• Task 1
Write out, word for word, the part of the passage about Mosley's film that opens with the words containing "The film ends" and closes with "of fine arts.".

• Source text
In the film Pascal encounters Rousseau along a cleared path. They converse briefly, their lines printed in white text. While the dialogue in the film is conveyed only via these subtitles (created from scans of letters from the text of a 1941 edition of Pascal's Pensées), the gallery fills with the sounds of Mosley's manic score, the artist's re-imagining of nature's original incidental music.
Rousseau, staring out into the forest, begins the conversation: "It." Pascal replies, Each thing is itself." A disjointed conversation emerges in nine lines. As they both turn and marvel at a view through a clearing, Rousseau concludes, "God ordered all that is." "He is neither here nor good." counters Pascal. Mosley has written that this dialogue is loosely based on his reading of Rousseau's Emile and Pascal's Pensées. The arguments are purely imagined and not directly correlated to the text of either work.
The film ends when the men encounter Dread, a giant dog who attacks and kills Rousseau. Pascal waits back in the brush, apparently unfazed at his companion's death. On the wall label of the bronze sculpture, visitors learn the dog's name, a reference to Dread, the dog depicted in photography and moving-image pioneer Eadweard Muybridge's motion studies. Muybridge created his groundbreaking photographs on the University of Pennsylvania campus not far from the current location of the Institute of Contemporary Art and Mosley's office at the University of Pennsylvania's School of Design, where he is professor of fine arts.

• Exercise materials
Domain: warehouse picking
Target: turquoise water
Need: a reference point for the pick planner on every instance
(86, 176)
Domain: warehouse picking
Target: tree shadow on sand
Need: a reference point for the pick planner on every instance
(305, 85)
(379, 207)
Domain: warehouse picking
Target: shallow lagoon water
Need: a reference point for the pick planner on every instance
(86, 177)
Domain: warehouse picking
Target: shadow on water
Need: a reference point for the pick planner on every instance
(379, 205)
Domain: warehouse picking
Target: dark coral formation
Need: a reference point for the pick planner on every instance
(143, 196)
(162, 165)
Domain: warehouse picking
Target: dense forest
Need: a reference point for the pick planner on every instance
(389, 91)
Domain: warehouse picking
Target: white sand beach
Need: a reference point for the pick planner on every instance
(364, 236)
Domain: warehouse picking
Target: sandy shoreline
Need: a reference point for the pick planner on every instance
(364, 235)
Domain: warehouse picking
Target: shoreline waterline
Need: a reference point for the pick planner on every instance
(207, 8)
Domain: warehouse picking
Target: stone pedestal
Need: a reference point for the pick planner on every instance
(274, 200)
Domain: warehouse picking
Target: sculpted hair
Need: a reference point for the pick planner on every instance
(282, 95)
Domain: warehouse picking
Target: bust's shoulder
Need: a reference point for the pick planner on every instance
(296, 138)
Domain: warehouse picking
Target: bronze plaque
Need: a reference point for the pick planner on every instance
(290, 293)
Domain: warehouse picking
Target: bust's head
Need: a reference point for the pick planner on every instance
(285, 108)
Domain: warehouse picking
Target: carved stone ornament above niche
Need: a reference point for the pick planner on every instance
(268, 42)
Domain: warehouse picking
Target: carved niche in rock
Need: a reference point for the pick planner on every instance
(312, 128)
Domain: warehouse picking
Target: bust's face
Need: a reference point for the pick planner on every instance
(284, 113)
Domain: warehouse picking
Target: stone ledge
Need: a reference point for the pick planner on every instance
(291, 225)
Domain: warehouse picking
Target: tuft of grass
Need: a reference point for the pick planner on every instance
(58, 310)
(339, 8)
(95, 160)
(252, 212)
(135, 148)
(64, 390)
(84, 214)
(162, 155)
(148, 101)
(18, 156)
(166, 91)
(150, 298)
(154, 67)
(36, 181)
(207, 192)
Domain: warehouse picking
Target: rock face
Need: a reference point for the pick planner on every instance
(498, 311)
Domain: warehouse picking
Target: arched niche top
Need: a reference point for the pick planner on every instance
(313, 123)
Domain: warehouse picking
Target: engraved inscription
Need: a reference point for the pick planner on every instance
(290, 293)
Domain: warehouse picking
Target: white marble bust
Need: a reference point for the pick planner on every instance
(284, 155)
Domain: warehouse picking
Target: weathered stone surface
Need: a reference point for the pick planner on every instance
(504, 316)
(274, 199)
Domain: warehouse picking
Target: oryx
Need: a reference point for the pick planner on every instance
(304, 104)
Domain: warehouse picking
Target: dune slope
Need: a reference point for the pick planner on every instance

• Task 2
Show every line of the entries above that contains the string "stone", matching case exactly.

• Full solution 1
The film ends when the men encounter Dread, a giant dog who attacks and kills Rousseau. Pascal waits back in the brush, apparently unfazed at his companion's death. On the wall label of the bronze sculpture, visitors learn the dog's name, a reference to Dread, the dog depicted in photography and moving-image pioneer Eadweard Muybridge's motion studies. Muybridge created his groundbreaking photographs on the University of Pennsylvania campus not far from the current location of the Institute of Contemporary Art and Mosley's office at the University of Pennsylvania's School of Design, where he is professor of fine arts.

• Full solution 2
Target: stone pedestal
Target: carved stone ornament above niche
Target: stone ledge
Target: weathered stone surface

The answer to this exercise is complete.